=== Dettagli dell'esercizio ===
Nell'estratto sul film «Liberi di scegliere», riportato più sotto, su quale rete e a che ora va in onda il film?

=== Estratto del documento ===
---
Si adotta questa tipologia d’intervento perché la ‘ndrangheta non è come la mafia, non ci si affilia ma si nasce figli di ‘ndranghetisti“. Bisogna tenere bene a mente queste parole per capire quanta forza e quanta delicatezza c’è dietro alla storia che ha ispirato “Liberi di scegliere” film tv che andrà in onda questa sera alle 21:25 su Rai Uno, dopo esser stato presentato questa mattina alla Camera dei Deputati.

Il film racconta storie legate tra loro a doppio filo. Quella di un magistrato messinese, Presidente del Tribunale Minorile di Reggio che si mette in testa la folle idea di strappare i minori alla ‘ndrangheta.

Le famiglie ‘ndrine coi loro codici millenari e i loro sentimenti sempre più contrastanti. I ragazzi, minori, divisi tra dolore e scoperta, eredità e futuro. Gli assistenti sociali, le associazioni civili, gli psicologi, lo Stato, attori più o meno consapevoli e presenti di un cammino che rappresenta un unicum. Il territorio, infine, con lo Stretto a farla da padrone. Un viaggio tra le due sponde, tra Messina e la Calabria. Luoghi  degli accadimenti reali e set obbligati del film.
---
=== Voci estratte ===
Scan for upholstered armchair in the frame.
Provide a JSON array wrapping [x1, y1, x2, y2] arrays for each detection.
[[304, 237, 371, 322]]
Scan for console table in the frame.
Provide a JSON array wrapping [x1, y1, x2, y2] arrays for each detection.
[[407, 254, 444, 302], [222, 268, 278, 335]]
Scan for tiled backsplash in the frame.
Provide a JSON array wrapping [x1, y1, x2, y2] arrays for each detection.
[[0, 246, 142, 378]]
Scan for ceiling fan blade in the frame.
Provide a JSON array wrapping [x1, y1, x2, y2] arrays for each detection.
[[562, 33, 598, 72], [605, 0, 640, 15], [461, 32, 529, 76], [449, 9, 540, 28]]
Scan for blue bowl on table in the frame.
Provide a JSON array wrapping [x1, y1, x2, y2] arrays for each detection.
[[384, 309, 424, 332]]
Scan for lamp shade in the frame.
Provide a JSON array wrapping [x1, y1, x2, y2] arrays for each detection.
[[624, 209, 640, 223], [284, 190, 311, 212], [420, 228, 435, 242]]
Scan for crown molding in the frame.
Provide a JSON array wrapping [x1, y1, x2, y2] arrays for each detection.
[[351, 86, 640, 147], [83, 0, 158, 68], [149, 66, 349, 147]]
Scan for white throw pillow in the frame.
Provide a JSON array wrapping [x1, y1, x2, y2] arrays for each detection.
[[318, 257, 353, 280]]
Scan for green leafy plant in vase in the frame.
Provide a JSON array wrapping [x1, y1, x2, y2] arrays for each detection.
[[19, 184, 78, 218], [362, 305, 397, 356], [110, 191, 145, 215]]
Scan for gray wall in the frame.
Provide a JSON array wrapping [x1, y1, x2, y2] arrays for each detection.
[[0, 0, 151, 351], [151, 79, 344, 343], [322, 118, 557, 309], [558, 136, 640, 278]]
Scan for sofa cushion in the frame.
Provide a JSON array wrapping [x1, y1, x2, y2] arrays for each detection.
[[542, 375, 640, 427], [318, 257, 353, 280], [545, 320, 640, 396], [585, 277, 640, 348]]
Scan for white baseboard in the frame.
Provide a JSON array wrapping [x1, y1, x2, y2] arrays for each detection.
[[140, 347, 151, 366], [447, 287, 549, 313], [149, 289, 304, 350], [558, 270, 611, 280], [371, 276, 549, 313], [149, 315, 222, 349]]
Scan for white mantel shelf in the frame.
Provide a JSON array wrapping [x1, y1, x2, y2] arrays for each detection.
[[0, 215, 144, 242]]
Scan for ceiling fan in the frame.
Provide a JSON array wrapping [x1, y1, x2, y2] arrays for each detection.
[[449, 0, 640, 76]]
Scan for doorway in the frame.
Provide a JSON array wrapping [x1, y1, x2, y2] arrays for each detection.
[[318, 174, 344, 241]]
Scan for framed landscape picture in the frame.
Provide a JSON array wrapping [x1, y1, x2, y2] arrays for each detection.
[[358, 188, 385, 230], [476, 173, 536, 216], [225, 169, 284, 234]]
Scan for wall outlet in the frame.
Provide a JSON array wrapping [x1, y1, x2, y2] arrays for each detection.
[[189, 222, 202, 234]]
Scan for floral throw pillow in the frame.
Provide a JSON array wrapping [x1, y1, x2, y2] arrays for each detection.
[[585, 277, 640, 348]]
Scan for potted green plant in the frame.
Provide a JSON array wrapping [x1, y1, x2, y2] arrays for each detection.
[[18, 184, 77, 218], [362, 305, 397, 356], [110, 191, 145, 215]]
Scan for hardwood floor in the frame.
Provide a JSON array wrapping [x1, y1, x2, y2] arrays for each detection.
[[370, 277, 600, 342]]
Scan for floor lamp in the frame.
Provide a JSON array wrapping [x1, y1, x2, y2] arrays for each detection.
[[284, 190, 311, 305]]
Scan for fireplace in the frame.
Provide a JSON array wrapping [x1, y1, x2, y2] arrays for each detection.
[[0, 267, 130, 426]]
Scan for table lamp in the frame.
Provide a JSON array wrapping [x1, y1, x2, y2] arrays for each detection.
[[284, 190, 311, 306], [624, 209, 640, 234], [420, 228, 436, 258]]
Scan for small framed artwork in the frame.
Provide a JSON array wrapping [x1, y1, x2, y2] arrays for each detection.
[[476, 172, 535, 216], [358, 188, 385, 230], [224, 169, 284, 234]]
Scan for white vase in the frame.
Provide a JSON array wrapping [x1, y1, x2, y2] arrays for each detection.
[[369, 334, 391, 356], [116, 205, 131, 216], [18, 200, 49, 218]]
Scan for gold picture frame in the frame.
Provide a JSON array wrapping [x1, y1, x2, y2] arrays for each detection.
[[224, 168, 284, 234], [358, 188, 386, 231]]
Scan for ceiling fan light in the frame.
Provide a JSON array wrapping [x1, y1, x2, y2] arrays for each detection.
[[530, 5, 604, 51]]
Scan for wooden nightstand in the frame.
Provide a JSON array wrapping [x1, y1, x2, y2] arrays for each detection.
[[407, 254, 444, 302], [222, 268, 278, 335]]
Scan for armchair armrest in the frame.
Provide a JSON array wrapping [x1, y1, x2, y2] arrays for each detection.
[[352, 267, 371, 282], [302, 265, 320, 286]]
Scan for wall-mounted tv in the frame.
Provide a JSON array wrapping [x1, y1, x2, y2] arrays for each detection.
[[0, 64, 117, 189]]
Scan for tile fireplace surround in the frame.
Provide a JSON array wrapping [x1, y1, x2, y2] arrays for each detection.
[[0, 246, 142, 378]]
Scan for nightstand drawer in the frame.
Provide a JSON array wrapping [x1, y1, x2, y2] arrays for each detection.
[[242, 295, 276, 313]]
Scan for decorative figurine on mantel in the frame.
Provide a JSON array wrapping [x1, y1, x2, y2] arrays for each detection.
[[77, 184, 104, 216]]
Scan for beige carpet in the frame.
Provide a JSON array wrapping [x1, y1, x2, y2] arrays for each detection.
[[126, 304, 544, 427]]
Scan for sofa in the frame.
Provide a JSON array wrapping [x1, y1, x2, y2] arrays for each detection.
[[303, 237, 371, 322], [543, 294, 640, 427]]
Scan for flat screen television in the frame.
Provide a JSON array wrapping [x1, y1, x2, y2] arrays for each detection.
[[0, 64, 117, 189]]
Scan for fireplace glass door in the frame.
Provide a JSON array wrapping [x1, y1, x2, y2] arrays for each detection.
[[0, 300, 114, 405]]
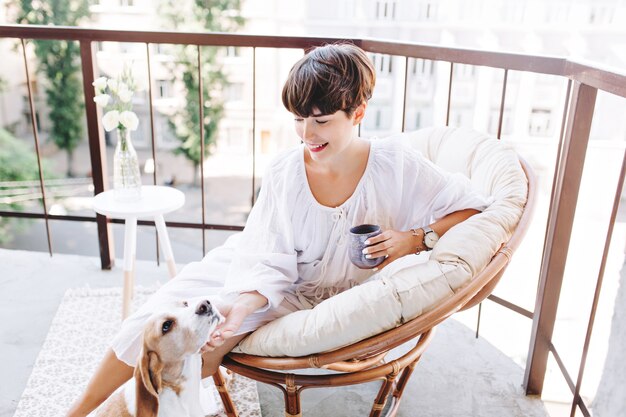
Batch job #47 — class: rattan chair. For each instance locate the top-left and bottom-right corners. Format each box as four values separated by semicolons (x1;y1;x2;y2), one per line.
214;128;535;417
---
=== Risposta completa ===
Su Rai Uno, alle 21:25.